■ Set problem
Reproduce every line of these records, the requests too, adding 33 to each bounding-box coordinate in the answers.

■ Records shown
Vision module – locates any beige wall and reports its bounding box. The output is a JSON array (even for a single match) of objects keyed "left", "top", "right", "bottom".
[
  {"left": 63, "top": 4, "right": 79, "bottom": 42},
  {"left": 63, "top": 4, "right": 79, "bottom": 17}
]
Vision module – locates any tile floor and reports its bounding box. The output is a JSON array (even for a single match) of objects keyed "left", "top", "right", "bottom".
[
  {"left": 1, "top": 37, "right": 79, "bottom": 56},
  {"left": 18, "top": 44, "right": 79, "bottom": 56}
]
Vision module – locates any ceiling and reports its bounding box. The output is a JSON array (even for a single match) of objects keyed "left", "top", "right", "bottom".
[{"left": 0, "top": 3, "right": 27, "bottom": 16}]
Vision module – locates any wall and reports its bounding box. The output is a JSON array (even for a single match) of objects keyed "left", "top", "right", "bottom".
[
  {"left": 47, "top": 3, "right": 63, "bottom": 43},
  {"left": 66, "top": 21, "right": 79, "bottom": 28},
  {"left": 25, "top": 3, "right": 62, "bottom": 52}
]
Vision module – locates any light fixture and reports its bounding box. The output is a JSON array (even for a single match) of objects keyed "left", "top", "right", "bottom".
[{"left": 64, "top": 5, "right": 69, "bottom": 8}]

■ Reply
Vision module – locates any beige wall and reports its bounding box. The output is a JSON array (even for a single match) of objects keyed "left", "top", "right", "bottom".
[
  {"left": 96, "top": 37, "right": 112, "bottom": 75},
  {"left": 96, "top": 37, "right": 112, "bottom": 50}
]
Vision module – locates any tile floor and reports its bounding box. The output is a JSON array (even for a single match) of objects keyed "left", "top", "right", "bottom".
[
  {"left": 34, "top": 70, "right": 112, "bottom": 89},
  {"left": 51, "top": 77, "right": 112, "bottom": 89}
]
Vision module – locates any ceiling and reports its bounding box. The output is a JSON array (even for a single match) of objects keyed "left", "top", "right", "bottom".
[{"left": 33, "top": 36, "right": 60, "bottom": 49}]
Vision module – locates any wall and reports its bounding box. The output is a JSON array (even for a single match) of objects keyed "left", "top", "right", "bottom".
[
  {"left": 80, "top": 36, "right": 96, "bottom": 76},
  {"left": 99, "top": 54, "right": 112, "bottom": 61},
  {"left": 58, "top": 36, "right": 95, "bottom": 85}
]
Vision module – locates any light fixture and reports its bounding box. The output is a JSON array (even for a single match) of objects keyed "left", "top", "right", "bottom".
[{"left": 97, "top": 38, "right": 102, "bottom": 41}]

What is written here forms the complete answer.